Selected extract:
☆ ☆ ☆ ☆

Bytes operation

Hi anyone can explain to me why need to shift the byte? as those 3 bytes are specified in data sheet which will contained the return value from slave.

  *adc_object = ((uint32_t)buffer[1] << 16) | ((uint32_t)buffer[2] << 8) |
                (uint32_t)buffer[3];
  *adc_ambient = ((uint32_t)buffer[4] << 16) | ((uint32_t)buffer[5] << 8) |
                 (uint32_t)buffer[6];

buffer[0] contained status information from slave which I can understand.It just I cannot understand and visualized why bytes shifting needed in this case for buffer[1]–>[5]

Thanks in advance

It looks like three 8-bit values are being merged together into a single 32-bit value. There are other ways to do it but that almost always shifting the bytes so they land in the right place in the 32-bit value.

Note that the bytes have to be ‘cast’ as larger types BEFORE they are shifted. If you shift a byte left by 8 or more bits, the bits all fall off the end of the byte and the result is zero.

A way to do it without explicit casting:

  uint32_t result = buffer[1] ;
  result = (result << 8) | buffer[2];
  result = (resuot << 8) | bufer[3];

johnwasser:
It looks like three 8-bit values are being merged together into a single 32-bit value. There are other ways to do it but that almost always shifting the bytes so they land in the right place in the 32-bit value.

Note that the bytes have to be ‘cast’ as larger types BEFORE they are shifted. If you shift a byte left by 8 or more bits, the bits all fall off the end of the byte and the result is zero.

A way to do it without explicit casting:

  uint32_t result = buffer[1] ;

result = (result << 8) | buffer[2];
  result = (resuot << 8) | bufer[3];

To match the OP

  uint32_t result = buffer[3] ;
  result = (result << 8) | buffer[2];
  result = (resuot << 16) | bufer[1];

blh64:
To match the OP

  uint32_t result = buffer[3] ;

result = (result << 8) | buffer[2];
 result = (result << 16) | buffer[1];

Are you SURE? If we assume the three buffer positions contain 0xB1, 0xB2, and 0xB3 it looks like yours would produce:

0xB3B200B1

The OP’s code produces:

0x00B1B2B3

(same as mine)[/code]

The OP's code shifts byte1 by 16 bits, byte 2 by 8 bits and byte3 by 0 bits.

☆ ☆ ☆ ☆

Written task 1:
Report how many lines of the records contain the string "cluster", counting only exact matches of case.

Segmentation dataset excerpts:
☆ ☆ ☆ ☆

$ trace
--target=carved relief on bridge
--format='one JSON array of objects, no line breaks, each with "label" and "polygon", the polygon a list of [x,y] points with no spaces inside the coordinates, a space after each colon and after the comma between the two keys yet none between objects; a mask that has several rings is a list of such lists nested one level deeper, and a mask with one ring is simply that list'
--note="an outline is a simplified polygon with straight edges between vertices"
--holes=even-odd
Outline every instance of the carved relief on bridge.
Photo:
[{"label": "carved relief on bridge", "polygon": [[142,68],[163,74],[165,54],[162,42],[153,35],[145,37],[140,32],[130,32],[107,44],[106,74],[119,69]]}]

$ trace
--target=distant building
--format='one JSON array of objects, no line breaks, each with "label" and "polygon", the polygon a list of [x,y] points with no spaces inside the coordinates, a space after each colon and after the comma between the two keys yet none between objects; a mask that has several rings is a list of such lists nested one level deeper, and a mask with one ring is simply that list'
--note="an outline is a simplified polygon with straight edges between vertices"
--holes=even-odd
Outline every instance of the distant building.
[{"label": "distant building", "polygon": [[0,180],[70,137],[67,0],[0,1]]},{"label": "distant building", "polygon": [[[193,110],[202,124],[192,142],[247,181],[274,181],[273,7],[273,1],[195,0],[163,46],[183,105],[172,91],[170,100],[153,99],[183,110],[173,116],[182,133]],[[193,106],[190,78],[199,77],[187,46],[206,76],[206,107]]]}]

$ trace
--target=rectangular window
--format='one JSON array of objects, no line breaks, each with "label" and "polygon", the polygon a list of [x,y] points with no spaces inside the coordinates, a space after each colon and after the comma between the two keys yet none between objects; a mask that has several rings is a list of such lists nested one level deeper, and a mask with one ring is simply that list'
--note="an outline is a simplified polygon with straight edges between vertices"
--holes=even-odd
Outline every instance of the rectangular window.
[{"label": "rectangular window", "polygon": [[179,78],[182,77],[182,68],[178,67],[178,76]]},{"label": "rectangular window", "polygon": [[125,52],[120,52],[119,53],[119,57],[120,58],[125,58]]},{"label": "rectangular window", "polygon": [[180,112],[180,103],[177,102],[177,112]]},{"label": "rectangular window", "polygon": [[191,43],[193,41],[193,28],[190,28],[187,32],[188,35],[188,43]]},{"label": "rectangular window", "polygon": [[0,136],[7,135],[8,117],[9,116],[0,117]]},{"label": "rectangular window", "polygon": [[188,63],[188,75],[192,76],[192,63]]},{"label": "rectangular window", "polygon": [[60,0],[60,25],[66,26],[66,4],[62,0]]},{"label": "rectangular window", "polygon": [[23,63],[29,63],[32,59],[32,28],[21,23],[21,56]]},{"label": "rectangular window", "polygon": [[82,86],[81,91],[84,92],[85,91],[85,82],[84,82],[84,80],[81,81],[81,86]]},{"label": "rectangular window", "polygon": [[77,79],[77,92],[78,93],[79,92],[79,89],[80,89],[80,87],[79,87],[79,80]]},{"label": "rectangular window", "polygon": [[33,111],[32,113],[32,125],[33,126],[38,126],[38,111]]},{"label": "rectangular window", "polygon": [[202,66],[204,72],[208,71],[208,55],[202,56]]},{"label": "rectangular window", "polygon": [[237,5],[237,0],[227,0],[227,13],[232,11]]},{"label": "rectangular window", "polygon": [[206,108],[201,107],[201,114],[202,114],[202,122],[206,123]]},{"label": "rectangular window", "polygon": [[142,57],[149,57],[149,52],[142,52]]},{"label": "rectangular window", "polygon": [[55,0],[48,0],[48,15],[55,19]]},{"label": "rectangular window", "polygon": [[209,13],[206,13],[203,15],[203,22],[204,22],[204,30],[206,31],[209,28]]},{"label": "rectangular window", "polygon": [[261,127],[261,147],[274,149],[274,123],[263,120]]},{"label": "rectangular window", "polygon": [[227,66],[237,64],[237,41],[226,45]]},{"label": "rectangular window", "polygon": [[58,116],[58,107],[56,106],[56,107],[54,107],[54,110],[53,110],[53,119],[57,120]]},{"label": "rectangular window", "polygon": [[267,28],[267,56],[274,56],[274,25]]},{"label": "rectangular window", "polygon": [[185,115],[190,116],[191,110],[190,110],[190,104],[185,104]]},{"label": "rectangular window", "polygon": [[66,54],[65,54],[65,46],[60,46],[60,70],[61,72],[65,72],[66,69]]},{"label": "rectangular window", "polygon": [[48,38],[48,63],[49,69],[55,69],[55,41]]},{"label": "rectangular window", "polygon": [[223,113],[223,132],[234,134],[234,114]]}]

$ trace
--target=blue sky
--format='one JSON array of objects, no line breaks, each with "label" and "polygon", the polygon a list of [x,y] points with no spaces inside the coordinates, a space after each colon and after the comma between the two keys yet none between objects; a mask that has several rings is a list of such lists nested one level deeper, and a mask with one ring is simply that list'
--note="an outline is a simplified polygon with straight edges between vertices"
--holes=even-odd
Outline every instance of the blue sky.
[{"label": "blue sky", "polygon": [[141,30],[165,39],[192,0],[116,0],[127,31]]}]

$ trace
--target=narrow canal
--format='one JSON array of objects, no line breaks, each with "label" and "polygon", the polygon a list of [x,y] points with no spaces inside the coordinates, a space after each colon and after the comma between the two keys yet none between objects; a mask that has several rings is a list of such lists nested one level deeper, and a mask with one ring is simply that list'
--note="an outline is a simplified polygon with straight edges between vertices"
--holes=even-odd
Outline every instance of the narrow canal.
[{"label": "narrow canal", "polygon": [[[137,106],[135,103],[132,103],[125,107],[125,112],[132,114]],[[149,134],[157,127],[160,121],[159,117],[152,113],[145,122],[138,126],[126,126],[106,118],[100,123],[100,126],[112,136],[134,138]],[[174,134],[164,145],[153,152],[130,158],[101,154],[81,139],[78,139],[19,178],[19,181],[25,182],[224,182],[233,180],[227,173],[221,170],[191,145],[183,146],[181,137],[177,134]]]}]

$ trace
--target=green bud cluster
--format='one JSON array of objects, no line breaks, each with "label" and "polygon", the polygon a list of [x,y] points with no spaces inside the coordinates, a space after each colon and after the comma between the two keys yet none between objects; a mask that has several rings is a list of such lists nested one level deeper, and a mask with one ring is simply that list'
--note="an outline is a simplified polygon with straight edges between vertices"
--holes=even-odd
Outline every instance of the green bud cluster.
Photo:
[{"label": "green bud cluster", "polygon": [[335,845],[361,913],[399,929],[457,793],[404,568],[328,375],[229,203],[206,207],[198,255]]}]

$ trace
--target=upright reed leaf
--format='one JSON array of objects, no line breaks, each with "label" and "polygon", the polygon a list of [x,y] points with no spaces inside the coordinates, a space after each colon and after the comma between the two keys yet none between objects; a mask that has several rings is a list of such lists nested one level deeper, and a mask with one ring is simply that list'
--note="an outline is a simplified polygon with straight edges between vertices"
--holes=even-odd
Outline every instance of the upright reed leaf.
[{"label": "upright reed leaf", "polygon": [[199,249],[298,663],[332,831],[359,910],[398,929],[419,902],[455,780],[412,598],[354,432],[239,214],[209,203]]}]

☆ ☆ ☆ ☆

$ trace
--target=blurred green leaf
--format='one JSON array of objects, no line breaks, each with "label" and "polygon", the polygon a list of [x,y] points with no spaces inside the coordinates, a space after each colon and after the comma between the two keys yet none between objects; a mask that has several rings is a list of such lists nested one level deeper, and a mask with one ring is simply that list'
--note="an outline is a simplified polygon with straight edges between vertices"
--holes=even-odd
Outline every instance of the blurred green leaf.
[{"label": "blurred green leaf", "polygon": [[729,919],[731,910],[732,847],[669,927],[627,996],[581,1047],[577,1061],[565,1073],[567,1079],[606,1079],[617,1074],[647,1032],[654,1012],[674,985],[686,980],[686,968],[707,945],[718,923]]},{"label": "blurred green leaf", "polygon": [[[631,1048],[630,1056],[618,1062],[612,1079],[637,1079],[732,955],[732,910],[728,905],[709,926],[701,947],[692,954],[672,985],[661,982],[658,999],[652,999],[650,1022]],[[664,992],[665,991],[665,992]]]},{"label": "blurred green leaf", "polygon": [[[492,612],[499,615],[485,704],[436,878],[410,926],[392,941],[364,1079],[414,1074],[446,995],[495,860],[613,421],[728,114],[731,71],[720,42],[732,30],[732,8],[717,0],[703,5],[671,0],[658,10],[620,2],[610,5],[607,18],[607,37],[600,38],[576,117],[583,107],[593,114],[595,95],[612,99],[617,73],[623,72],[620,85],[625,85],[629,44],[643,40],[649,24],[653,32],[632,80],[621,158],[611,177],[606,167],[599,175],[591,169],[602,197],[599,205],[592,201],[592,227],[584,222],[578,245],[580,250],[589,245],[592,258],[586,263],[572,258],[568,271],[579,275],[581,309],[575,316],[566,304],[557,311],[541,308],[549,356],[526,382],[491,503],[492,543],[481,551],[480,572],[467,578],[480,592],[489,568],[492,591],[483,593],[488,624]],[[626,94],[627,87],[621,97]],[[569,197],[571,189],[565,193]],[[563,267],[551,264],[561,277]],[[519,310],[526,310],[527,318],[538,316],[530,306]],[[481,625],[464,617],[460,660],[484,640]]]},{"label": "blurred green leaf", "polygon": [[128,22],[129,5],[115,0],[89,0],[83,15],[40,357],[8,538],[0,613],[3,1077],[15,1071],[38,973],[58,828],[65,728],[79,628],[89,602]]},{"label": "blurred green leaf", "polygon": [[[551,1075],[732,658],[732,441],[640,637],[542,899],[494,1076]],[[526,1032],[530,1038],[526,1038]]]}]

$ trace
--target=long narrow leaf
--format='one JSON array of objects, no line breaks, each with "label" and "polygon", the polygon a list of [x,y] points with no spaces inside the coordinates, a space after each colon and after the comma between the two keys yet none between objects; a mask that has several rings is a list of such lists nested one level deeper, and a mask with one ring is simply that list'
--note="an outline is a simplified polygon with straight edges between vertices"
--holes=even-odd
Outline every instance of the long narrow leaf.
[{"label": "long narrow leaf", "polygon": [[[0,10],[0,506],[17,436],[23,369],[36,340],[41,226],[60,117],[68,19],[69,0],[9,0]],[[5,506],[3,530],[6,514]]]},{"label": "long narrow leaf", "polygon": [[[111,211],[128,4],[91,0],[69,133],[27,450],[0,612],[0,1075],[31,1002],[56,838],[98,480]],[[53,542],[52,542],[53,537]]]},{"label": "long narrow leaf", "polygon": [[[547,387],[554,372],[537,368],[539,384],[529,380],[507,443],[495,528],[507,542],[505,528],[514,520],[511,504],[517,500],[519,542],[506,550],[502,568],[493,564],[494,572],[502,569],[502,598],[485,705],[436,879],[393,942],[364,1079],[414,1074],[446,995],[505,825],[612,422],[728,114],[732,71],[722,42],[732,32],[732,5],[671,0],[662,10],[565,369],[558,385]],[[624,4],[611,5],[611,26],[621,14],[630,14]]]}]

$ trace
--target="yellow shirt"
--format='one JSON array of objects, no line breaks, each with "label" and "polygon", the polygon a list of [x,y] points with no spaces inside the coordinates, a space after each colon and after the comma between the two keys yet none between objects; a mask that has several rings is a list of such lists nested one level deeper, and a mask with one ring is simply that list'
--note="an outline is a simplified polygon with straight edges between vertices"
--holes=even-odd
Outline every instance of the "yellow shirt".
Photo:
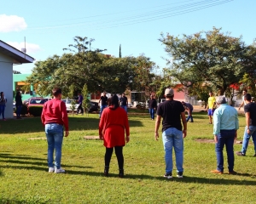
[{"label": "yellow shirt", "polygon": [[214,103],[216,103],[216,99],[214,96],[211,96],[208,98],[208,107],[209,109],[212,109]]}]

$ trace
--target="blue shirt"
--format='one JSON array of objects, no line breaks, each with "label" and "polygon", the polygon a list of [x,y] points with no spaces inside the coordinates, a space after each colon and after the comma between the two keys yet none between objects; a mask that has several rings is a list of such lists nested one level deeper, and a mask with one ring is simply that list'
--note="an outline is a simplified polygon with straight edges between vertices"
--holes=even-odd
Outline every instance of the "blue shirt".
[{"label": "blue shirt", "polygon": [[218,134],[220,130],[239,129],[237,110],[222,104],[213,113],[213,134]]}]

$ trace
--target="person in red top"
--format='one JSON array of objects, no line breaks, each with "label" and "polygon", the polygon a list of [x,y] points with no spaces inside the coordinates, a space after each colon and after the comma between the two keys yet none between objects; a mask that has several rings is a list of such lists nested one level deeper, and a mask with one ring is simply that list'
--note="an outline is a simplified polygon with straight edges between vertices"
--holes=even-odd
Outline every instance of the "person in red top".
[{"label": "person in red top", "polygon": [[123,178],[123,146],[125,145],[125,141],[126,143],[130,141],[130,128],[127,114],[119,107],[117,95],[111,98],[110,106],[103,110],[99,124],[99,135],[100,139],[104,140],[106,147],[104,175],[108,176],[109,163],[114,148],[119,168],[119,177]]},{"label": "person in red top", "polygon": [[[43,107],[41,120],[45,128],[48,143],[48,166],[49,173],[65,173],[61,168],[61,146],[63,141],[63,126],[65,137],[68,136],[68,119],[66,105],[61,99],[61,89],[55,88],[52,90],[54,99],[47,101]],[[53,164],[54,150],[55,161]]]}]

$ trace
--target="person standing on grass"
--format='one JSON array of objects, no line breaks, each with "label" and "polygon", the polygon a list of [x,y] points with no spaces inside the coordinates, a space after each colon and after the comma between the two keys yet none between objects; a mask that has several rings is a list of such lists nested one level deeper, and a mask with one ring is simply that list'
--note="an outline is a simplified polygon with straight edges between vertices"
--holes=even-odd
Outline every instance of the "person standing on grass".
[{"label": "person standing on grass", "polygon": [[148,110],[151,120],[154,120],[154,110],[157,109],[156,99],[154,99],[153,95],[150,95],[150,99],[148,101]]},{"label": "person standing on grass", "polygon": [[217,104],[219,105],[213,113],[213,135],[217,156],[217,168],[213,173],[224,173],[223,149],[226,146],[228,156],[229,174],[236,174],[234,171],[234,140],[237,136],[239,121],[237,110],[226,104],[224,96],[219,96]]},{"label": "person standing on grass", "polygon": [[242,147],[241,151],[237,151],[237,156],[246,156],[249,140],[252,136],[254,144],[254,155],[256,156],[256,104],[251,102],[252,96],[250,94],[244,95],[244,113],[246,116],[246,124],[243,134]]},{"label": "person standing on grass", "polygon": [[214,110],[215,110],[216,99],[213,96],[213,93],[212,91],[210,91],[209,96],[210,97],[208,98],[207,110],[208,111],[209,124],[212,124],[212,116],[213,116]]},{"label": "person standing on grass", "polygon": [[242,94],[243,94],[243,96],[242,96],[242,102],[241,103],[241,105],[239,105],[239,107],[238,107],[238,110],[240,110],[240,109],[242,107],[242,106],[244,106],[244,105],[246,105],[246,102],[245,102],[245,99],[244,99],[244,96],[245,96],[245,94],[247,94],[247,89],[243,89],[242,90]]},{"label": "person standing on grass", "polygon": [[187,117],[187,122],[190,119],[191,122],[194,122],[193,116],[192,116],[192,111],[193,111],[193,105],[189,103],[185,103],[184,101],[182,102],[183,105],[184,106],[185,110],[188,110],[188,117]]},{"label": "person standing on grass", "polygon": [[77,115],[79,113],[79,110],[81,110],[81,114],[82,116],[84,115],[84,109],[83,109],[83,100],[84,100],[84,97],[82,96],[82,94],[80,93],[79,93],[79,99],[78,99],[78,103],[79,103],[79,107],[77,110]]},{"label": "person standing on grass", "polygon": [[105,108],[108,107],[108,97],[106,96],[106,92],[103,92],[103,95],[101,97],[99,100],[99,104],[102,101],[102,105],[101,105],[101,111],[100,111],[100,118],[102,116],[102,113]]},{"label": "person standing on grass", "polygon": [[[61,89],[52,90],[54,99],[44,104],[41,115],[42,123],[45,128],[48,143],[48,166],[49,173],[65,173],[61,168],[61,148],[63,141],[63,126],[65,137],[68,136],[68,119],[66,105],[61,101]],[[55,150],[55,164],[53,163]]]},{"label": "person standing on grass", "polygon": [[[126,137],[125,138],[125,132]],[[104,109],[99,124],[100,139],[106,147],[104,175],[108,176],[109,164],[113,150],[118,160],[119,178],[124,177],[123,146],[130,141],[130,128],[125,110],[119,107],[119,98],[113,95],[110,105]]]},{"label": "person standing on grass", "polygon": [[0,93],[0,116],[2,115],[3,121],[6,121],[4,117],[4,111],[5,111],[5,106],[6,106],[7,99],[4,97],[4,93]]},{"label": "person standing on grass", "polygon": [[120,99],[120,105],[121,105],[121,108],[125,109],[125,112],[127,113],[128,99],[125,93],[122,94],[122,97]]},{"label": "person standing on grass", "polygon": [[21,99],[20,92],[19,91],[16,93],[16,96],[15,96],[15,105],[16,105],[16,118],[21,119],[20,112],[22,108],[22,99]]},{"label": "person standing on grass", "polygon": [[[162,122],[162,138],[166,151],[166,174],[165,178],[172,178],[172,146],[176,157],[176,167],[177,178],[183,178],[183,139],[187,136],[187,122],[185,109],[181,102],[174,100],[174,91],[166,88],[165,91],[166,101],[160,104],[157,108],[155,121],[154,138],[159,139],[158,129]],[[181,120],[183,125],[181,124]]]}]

☆ ☆ ☆ ☆

Written task 2:
Condense the forum thread's paragraph beginning "buffer[0] contained status information" into one shorter sentence that keeps its main facts.

Worked answer 1:
3

Worked answer 2:
buffer[0] holds status information from the slave, which the poster understands, but the poster cannot see why the bytes in buffer[1] through buffer[5] need shifting.